---------- EXTRACT PROVIDED ----------

- Parent company: Warner Music Group
- Founded: 1958
- Founder: Bob Keane
- Defunct: 2003
- Status: Defunct
- Distributor: Self-distributed
- Genre: Various
- Country of origin: U.S.
- Location: Hollywood, California

= Del-Fi Records =

Defunct American record label

Del-Fi Records was an American independent record label based in Hollywood, California, founded in 1958 and owned by Bob Keane.

The label's first single released was "Caravan" by Henri Rose in 1958, but the label was most famous for signing Ritchie Valens. Valens' first single for the label was "Come On Let's Go", which was a hit. His next single, "Donna"/"La Bamba", was an even bigger hit, and brought national notoriety to the label. However, Johnny Crawford recorded more hit singles with Del-Fi than any other artist.

The label was most active in the 1950s and '60s, but has occasionally issued newer recordings and maintains its back catalog in conjunctions with Rhino Records.

==History==
In 1966, legal action was taken against Del-Fi by attorney Al Schlesinger for Anthony Music, which filed a $122,000 suit over breach of contract, fraud and money owed. The principal stockholder of the company, Anthony Hilder, claimed the dispute was over royalties not being paid as per an alleged agreement for the masters of albums by the Centurians, Dave Myers and The Surftones, and the Sentinels, and the LP Battle of the Surf Bands.

==Sister labels==
Keane soon launched Stereo-Fi Records and Donna Records as sister labels. Donna Records was started in 1959, named after Ritchie Valens' hit of the same name. By 1965, Bob Keane felt the Del-Fi and Donna labels were aging, so the Bronco Records and Mustang Records labels were started in their place, capitalizing on their new, exciting themes. The Mustang label achieved fame through Bobby Fuller Four (previously on Donna Records), producing their biggest hit, "I Fought the Law" in 1965. Their fame continued into 1966, with assistance from the then A&R man Barry White, but Fuller's death later that year brought a halt to the label, and Mustang Records closed down in 1967.

---------- ENTRIES ----------

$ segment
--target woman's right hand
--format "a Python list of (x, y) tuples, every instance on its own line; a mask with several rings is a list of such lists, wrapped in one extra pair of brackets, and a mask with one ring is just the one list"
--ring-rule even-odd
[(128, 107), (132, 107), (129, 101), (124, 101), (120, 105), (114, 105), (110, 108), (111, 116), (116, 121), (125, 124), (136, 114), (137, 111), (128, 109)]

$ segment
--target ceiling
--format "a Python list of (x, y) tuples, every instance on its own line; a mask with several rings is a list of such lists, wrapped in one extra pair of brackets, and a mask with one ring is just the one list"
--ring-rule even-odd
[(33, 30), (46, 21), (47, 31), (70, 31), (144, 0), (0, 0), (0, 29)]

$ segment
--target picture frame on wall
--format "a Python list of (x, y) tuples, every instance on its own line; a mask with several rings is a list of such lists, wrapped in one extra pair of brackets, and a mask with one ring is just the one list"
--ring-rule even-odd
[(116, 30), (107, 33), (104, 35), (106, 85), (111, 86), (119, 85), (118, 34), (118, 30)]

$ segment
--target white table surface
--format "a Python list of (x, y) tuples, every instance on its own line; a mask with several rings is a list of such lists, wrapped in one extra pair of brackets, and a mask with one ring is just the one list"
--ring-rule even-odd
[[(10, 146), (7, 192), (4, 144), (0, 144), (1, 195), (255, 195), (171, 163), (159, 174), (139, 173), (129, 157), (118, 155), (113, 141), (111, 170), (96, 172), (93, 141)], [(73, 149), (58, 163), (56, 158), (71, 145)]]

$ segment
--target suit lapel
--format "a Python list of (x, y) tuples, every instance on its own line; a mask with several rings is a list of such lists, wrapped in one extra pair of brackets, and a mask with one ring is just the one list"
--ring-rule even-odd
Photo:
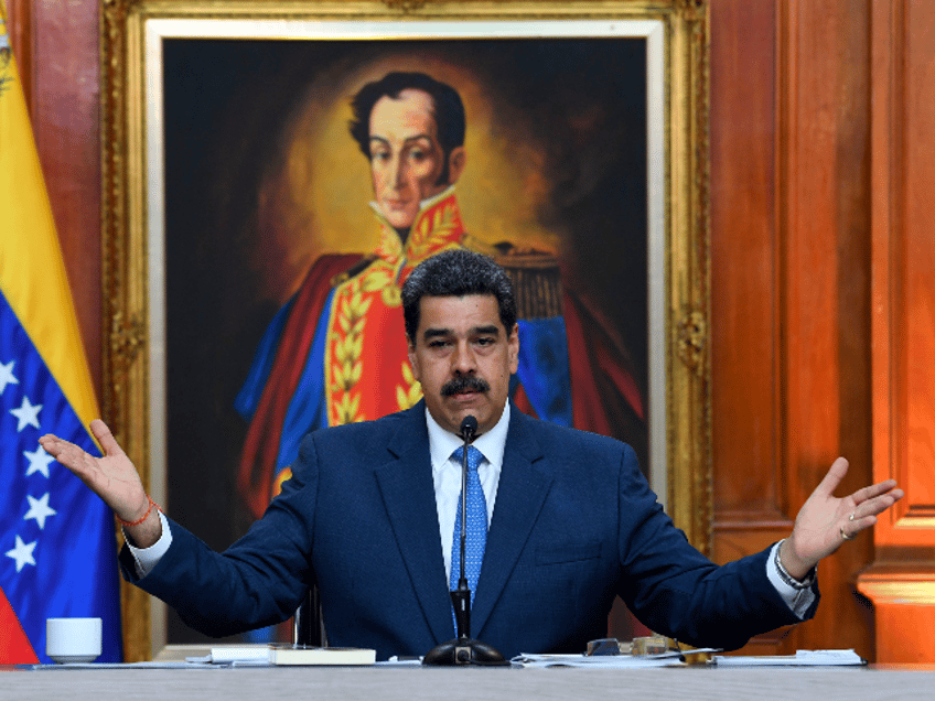
[(529, 431), (533, 420), (515, 406), (511, 409), (496, 504), (471, 613), (475, 637), (503, 593), (552, 483), (551, 475), (542, 471), (542, 450)]
[(409, 410), (387, 445), (394, 456), (374, 472), (402, 561), (436, 639), (454, 637), (444, 576), (424, 405)]

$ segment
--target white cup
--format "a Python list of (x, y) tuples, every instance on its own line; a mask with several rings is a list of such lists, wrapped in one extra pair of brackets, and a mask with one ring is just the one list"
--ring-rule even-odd
[(60, 665), (100, 657), (100, 618), (46, 618), (45, 654)]

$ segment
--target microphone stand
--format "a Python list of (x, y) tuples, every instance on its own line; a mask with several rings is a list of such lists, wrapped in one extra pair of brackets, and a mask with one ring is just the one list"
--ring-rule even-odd
[(429, 650), (422, 658), (423, 665), (509, 665), (496, 648), (471, 637), (471, 587), (464, 574), (464, 558), (467, 549), (467, 445), (474, 440), (476, 431), (477, 419), (464, 417), (461, 422), (461, 438), (464, 440), (461, 456), (461, 575), (458, 589), (451, 592), (458, 637)]

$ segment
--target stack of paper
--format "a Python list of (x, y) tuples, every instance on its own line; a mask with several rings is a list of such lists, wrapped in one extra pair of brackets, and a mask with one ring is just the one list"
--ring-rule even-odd
[(719, 667), (840, 667), (866, 665), (867, 660), (850, 650), (798, 650), (795, 655), (762, 657), (717, 656)]

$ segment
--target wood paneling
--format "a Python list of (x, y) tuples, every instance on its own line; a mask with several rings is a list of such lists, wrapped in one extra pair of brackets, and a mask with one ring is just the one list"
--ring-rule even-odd
[[(839, 454), (870, 481), (866, 3), (713, 2), (714, 553), (784, 537)], [(766, 65), (769, 64), (769, 65)], [(852, 580), (868, 536), (819, 569), (816, 621), (750, 651), (873, 656)]]
[(877, 561), (859, 586), (877, 607), (878, 659), (932, 661), (935, 7), (879, 2), (871, 20), (873, 473), (906, 498), (874, 529)]

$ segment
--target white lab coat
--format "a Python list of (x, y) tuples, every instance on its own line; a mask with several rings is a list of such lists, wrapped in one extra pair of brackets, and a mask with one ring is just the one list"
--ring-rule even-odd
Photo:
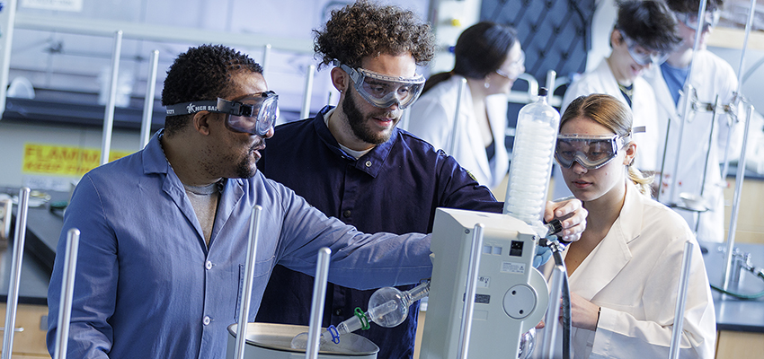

----------

• _EXERCISES TO COMPLETE_
a – According to the Del-Fi Records article, which artist recorded more hit singles with Del-Fi than any other?
b – Write what comes next in the Del-Fi Records article, picking up after its final sentence.

• _THE RESPONSES_
a – Johnny Crawford.

b –
==Legacy==
Del-Fi was briefly revived in 1987 for 7" and 12" releases of "La Bamba '87", featuring remixes of the Richie Valens classic, capitalizing on the success of the film La Bamba. Keane resurrected the Del-Fi label in 1995 and reissued many original recordings on CD (some under the Donna label), and signed some new acts as well. In September 2003, Bob Keane sold the Del-Fi and its subsidiaries to the Warner Music Group. Today it is run under Rhino Entertainment and reissues some of its older material.

==Various artist compilations==
In 1999, the label released Del-Fi Girl Groups: Gee Baby Gee. Compiled and annotated by Steve Stanley, the CD featured 21 vintage tracks from the Del-Fi label. They were by girl groups and singers such as the Ladybugs, Brenda Holloway, Pippy Shannon, Lori Martin, Pierre And Anne-Lyse, Desda, Mary Sawrey, and seven tracks by The Sisters, a group that featured Ersi Arvizu.

==New recordings==
One band that has recorded for the label is the El Caminos, a Japanese surf music band who had their 1997 album Reverb Explosion released on Del-Fi. It got to number 12 on the CMJ Core Radio chart.

==Artists==
- Addrisi Brothers
- Eden Ahbez
- The Centurians
- Johnny Crawford
- Bobby Curtola
- Bobby Fuller Four (Donna & Mustang)
- Roy Gaines
- The Gallahads
- Ron Holden (Donna)
- Brenda Holloway
- The Impacts
- Bruce Johnston
- Little Caesar & the Romans
- The Lively Ones
- Outrageous Cherry
- Josephine Roberto aka 'Banig'
- Chan Romero
- Spider Webb and the Insects (Tom Fogerty's early band)
- Ritchie Valens
- Barry White (Bronco)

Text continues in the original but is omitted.